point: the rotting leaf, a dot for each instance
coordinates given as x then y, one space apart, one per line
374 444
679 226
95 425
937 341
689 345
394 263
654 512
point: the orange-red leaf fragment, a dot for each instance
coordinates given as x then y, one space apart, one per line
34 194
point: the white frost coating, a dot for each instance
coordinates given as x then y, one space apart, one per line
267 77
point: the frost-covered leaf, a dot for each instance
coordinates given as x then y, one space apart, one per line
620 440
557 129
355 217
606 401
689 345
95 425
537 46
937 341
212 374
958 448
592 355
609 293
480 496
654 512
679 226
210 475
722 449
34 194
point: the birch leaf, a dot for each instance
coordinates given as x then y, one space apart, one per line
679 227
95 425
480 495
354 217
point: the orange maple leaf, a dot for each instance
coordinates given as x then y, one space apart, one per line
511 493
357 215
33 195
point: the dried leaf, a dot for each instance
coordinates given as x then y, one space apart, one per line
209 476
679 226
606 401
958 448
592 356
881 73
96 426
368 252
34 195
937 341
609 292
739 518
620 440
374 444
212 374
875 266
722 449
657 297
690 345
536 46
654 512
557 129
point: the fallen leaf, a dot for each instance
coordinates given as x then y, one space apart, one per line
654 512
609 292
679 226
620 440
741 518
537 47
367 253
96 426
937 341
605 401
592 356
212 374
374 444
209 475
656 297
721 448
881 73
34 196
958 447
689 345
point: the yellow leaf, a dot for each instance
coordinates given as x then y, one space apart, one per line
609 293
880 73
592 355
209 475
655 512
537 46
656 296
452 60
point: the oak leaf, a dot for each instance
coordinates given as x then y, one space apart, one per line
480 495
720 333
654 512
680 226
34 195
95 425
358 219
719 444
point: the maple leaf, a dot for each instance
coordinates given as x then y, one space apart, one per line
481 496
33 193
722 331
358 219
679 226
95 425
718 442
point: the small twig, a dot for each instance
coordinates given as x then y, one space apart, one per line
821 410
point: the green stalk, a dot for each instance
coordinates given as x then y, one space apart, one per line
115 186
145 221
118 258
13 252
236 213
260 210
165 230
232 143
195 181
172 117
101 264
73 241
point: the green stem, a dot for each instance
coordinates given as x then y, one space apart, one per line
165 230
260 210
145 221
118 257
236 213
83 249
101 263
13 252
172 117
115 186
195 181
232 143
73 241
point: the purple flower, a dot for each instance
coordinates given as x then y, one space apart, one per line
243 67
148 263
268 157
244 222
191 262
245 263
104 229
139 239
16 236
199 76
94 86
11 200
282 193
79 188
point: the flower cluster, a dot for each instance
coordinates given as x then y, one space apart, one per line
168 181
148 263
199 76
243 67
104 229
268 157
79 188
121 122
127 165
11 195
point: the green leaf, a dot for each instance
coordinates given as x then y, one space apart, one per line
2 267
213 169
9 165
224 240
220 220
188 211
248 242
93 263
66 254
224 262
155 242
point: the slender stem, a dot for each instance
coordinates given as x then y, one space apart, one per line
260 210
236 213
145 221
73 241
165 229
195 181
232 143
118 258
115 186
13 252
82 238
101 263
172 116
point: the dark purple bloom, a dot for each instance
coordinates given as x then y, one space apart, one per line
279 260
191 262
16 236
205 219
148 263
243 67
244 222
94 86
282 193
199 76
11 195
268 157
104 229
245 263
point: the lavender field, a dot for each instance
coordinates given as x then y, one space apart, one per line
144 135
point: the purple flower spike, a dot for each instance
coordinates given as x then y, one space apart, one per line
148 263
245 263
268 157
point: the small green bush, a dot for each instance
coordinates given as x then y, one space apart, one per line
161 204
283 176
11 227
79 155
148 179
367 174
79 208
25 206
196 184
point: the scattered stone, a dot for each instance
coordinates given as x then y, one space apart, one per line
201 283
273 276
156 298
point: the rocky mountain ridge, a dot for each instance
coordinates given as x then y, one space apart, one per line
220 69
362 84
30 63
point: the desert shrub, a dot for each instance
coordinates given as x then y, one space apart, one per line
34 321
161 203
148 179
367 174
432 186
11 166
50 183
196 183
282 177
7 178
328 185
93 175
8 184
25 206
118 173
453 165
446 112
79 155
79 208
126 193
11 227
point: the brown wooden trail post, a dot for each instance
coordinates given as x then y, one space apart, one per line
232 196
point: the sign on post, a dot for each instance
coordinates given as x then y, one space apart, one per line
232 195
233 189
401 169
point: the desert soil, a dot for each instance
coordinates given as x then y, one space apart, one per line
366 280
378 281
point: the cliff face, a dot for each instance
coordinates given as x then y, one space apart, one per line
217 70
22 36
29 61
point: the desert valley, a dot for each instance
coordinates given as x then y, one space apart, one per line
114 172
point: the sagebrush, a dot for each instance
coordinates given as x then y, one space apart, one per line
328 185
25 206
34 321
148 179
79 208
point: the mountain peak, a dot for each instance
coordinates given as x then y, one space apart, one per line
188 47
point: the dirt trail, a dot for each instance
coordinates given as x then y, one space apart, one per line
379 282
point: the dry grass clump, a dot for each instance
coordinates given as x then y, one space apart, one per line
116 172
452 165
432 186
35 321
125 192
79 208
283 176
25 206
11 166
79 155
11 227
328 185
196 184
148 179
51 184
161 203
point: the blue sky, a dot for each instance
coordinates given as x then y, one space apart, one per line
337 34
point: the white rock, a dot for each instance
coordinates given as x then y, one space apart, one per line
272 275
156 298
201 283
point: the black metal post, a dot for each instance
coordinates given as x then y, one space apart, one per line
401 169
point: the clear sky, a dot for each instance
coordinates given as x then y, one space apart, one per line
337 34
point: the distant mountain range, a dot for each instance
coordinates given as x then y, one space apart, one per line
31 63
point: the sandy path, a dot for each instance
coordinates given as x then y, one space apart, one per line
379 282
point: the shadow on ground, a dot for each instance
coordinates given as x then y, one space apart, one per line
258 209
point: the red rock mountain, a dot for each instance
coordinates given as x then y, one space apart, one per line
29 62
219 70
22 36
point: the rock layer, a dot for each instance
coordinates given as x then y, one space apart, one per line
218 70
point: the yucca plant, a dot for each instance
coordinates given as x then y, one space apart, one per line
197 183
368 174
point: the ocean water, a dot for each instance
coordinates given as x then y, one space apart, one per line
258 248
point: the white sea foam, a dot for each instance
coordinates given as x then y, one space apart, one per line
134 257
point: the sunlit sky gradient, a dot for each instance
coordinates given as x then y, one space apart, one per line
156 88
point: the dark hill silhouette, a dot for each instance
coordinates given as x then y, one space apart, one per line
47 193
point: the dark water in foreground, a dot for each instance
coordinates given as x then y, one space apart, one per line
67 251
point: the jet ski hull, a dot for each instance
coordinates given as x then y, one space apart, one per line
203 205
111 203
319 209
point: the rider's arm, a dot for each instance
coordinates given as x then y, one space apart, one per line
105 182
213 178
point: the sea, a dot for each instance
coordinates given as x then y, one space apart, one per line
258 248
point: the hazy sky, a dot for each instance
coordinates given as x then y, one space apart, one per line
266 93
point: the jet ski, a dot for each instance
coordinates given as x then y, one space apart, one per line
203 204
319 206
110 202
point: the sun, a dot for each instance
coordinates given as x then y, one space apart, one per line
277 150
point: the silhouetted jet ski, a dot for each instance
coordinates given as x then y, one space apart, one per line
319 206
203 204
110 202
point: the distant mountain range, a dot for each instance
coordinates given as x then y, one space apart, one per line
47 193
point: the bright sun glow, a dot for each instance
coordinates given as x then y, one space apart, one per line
===============
# YOUR INSTRUCTIONS:
All lines that include the word "desert" must be copied from the material above.

# FINISHED EXERCISE:
point: the desert shrub, a dot for each instance
point: the desert soil, a dot for each instance
point: the desert valley, a dot for each instance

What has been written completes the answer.